- **DIRECTIONS**
Type again, exactly, the lines below from the start through the line that includes "positive clicks: (42, 272)".
=-=-=
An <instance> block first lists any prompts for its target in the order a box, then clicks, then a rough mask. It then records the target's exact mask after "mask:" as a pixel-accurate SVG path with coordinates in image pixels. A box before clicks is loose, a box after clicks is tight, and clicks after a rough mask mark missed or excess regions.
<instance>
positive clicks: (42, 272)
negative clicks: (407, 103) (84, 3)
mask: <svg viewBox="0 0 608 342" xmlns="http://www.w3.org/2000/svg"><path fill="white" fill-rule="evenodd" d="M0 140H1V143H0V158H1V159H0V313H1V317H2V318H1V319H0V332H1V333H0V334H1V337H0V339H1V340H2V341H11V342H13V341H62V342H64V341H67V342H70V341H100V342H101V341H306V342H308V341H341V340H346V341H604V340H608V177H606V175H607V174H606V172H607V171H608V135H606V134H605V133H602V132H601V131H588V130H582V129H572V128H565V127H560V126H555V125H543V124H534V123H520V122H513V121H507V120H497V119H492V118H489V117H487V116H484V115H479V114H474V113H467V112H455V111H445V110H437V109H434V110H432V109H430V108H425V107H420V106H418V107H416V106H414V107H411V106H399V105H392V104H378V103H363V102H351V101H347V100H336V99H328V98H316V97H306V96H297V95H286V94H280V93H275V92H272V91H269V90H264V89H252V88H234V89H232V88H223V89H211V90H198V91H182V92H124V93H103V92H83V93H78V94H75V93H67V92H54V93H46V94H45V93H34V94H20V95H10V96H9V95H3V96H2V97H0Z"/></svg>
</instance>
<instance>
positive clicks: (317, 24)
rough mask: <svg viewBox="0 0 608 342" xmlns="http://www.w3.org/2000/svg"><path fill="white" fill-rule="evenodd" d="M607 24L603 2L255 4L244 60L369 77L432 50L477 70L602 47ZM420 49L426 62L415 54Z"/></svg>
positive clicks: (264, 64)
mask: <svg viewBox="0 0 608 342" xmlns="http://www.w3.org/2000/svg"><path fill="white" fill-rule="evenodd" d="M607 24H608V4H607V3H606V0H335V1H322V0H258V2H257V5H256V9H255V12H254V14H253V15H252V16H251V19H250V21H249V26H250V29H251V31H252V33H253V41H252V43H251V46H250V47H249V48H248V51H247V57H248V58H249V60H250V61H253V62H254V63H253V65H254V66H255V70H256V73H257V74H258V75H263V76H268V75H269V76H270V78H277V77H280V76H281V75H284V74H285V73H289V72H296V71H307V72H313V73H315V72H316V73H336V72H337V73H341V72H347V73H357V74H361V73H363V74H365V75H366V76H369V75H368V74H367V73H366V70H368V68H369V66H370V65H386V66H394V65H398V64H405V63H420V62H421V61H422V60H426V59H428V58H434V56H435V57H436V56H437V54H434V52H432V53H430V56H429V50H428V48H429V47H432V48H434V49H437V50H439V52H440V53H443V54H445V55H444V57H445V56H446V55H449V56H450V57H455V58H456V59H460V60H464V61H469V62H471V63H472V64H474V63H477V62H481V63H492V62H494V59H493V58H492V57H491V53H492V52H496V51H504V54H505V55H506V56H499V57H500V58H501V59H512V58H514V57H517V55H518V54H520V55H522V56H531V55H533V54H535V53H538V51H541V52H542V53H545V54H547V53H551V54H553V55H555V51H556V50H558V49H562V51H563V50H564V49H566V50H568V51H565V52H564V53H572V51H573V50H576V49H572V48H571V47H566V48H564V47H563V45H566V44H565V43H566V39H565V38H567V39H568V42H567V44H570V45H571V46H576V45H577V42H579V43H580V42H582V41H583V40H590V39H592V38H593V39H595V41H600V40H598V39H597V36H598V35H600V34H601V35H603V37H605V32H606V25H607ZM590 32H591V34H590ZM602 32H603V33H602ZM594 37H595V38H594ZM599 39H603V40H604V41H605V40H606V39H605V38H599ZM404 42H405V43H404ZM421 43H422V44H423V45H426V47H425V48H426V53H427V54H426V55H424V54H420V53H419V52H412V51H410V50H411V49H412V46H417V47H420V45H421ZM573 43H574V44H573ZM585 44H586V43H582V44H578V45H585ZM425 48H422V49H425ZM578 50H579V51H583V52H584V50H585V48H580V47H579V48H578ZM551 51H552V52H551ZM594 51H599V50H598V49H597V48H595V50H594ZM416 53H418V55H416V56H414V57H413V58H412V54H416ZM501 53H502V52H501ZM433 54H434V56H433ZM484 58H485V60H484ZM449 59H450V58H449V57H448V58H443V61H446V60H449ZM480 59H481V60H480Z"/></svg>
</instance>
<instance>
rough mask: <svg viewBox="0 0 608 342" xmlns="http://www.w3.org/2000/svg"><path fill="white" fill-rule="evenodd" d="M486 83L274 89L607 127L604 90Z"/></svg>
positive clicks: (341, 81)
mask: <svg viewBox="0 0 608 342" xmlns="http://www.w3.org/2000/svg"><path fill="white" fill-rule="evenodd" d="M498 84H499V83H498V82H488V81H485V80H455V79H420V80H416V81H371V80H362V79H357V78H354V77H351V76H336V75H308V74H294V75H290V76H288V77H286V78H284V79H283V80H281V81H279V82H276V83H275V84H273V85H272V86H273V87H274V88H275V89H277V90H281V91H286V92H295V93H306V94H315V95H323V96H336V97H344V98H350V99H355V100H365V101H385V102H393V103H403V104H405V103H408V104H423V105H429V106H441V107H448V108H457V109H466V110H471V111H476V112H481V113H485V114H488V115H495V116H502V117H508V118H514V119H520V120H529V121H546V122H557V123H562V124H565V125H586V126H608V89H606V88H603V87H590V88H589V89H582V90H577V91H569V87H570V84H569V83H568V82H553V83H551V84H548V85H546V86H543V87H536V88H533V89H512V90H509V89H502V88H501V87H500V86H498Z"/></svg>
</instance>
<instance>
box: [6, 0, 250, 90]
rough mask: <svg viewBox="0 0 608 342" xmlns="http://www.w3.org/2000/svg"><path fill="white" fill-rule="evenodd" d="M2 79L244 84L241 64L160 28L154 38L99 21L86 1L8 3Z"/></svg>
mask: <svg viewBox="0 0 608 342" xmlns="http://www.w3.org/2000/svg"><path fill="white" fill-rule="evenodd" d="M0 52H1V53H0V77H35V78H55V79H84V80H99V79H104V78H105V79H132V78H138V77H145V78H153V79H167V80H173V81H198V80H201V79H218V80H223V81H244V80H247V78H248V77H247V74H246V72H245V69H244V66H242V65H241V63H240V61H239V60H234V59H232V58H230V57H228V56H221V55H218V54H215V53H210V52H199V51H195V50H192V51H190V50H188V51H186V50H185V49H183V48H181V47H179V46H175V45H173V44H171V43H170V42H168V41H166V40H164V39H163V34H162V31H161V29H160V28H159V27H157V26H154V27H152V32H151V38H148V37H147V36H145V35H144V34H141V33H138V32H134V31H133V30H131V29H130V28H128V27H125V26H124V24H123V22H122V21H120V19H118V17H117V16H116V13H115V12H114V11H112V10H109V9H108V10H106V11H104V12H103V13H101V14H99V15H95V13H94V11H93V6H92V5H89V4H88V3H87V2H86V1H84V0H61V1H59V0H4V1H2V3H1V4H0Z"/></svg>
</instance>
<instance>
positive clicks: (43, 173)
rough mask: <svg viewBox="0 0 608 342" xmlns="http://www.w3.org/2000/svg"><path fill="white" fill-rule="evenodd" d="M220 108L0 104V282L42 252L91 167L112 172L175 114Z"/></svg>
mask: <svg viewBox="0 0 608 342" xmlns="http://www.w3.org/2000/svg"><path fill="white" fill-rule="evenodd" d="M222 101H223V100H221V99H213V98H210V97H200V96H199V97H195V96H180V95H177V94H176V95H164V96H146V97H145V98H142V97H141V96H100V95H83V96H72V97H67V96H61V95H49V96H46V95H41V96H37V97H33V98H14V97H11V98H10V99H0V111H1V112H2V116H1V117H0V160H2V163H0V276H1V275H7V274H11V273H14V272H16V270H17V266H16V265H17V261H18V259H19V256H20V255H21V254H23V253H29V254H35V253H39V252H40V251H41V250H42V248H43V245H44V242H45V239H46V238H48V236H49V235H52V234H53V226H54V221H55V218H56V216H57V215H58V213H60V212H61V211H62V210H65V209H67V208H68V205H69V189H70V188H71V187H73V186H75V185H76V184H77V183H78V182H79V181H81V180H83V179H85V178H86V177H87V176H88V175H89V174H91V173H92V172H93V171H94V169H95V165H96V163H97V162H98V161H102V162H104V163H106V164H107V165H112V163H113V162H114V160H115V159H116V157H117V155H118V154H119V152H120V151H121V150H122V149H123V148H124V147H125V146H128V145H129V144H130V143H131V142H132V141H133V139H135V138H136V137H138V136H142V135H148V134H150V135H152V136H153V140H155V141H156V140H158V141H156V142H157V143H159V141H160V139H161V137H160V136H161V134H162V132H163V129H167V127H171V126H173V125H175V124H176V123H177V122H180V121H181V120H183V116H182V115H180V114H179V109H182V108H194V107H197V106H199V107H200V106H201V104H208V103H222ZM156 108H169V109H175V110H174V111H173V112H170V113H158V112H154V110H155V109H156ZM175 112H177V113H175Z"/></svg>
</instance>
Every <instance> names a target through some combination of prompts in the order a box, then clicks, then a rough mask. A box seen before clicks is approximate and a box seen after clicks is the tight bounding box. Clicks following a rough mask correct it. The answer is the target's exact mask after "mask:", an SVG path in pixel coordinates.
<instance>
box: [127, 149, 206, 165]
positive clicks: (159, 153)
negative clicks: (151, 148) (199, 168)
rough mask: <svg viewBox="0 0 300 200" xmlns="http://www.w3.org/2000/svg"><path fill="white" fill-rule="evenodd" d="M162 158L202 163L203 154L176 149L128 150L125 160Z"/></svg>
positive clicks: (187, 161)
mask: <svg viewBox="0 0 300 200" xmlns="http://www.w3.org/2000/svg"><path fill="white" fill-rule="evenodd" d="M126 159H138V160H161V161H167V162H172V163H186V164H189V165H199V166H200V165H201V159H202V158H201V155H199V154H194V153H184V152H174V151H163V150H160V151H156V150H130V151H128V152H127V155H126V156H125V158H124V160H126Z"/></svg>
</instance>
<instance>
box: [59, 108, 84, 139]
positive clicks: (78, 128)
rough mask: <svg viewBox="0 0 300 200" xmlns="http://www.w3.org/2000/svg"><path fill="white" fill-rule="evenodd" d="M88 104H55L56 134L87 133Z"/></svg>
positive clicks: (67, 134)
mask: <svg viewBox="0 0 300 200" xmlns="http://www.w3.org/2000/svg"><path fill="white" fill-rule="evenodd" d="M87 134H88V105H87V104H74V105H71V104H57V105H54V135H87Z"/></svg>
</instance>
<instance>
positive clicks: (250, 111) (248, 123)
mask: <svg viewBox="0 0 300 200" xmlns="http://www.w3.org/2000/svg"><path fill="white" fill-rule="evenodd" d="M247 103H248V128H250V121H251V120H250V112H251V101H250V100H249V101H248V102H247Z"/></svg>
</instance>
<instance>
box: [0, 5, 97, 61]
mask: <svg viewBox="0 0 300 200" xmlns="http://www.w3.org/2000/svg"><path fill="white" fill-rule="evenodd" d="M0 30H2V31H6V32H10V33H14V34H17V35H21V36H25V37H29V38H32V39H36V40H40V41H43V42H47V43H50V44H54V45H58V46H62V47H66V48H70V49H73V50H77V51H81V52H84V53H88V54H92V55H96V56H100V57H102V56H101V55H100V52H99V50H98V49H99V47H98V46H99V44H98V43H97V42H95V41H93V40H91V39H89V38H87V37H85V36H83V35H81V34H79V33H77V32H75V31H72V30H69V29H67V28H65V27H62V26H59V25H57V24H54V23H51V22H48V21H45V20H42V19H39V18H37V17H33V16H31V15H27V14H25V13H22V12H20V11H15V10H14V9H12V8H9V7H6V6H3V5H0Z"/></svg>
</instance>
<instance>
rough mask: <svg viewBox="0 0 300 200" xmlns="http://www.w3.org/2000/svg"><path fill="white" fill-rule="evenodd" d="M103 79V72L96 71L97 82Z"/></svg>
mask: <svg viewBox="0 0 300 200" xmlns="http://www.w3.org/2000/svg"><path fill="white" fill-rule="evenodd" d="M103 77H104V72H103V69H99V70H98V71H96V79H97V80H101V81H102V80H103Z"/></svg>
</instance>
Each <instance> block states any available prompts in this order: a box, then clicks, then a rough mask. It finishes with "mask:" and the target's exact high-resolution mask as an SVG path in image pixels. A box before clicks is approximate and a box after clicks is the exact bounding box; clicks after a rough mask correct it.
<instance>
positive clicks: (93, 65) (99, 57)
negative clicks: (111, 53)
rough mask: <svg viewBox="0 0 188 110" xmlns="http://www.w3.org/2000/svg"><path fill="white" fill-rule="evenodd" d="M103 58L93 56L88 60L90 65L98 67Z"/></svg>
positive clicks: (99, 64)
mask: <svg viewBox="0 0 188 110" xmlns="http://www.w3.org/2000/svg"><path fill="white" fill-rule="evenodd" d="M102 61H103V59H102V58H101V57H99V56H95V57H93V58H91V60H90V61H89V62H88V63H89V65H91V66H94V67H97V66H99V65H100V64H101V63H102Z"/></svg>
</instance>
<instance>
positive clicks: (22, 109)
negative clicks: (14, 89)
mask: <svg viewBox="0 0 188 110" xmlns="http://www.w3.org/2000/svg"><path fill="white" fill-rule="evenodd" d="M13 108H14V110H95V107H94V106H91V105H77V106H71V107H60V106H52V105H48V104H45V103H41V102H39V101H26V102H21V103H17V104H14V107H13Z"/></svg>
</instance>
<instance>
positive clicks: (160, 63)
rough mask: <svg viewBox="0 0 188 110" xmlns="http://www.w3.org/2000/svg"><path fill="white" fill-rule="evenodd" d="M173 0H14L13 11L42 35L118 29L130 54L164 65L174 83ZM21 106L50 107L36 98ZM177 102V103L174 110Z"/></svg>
=-=-=
- **EXERCISE RESPONSE**
An <instance> block first lists any prompts for its target in the order a box, then clicks, then a rough mask. It then records the target's exact mask after "mask:" as a pixel-accurate SVG path with coordinates in image pixels. A box before clicks is loose, a box after clicks is tight, and clicks after a rough mask mark missed or excess regions.
<instance>
positive clicks: (42, 272)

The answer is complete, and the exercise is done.